Given instruction 1
In the passage on the power of the saints, render this sentence in Spanish: "That may seem self-evident, but it's worth our deepest contemplation."
Given instruction 2
Write out the part of the passage on the power of the saints starting at "Yet the power" and ending at "power writ large.", keeping every word and mark unchanged.

Text segment
== == ==
Hear Father Scupoli again: “if the fury of your enemies is great, and their numbers overwhelming, the love which God holds for you is infinitely greater. The angel who protects you and the saints who intercede for you are more numerous.”
SOCIETY PAGES
We can count on heavenly help. Who can ask for greater assurance? Yet we often do. Many Christians remain troubled because they perceive that Jesus has somehow “delayed” in coming to help them. This seems especially true when they look at society's degeneracy. The world, sometimes, seems firmly in the hands of evil forces, and despite the prayers of Christians, the evil remains and even prospers.
Still, Revelation shows that it is the saints and angels who direct history by their prayers. More than Washington, D.C., more than the United Nations, more than Wall Street, more than any place you can name, power belongs to the saints of the Most High gathered around the throne of the Lamb. The blood of the martyrs calls to God for vengeance (Rev 6:9–10), and He vindicates them, now as at the dawn of history, when Abel's blood cried out from the earth. It is the saints' prayers that immediately call forth the wrath of the Lamb against “the great men . . . the rich and the strong” (6:15–16).
Yet the power of the saints is of a different order than the world's idea of power, and the wrath of the Lamb differs significantly from human vengeance. That may seem self-evident, but it's worth our deepest contemplation. For many Christians profess to believe in a heavenly sort of power, which, on closer analysis, turns out to be worldly power writ large.
Consider, for a moment, Jesus' Jewish contemporaries and their worldly expectation of the Messiah: He would establish the kingdom of God by military and political means—conquer Rome, subjugate the gentiles, and so on. We know that such hopes were dashed away. Rather than marching on Jerusalem with His armies, Jesus waged a campaign of mercy and love, manifested by the meals shared with tax collectors and other sinners.
== == ==
Data lines
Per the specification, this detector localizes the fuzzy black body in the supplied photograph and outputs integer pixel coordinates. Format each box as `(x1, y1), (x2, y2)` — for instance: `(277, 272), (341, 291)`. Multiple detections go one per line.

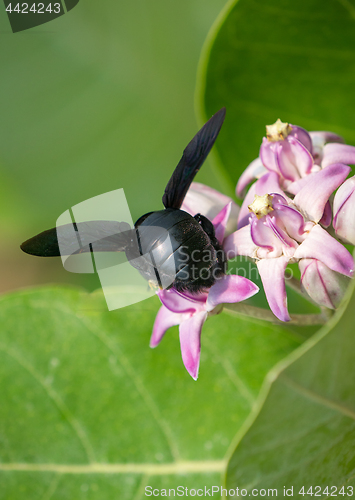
== == ==
Exercise response 1
Eso puede parecer evidente, pero merece nuestra más profunda contemplación.

Exercise response 2
Yet the power of the saints is of a different order than the world's idea of power, and the wrath of the Lamb differs significantly from human vengeance. That may seem self-evident, but it's worth our deepest contemplation. For many Christians profess to believe in a heavenly sort of power, which, on closer analysis, turns out to be worldly power writ large.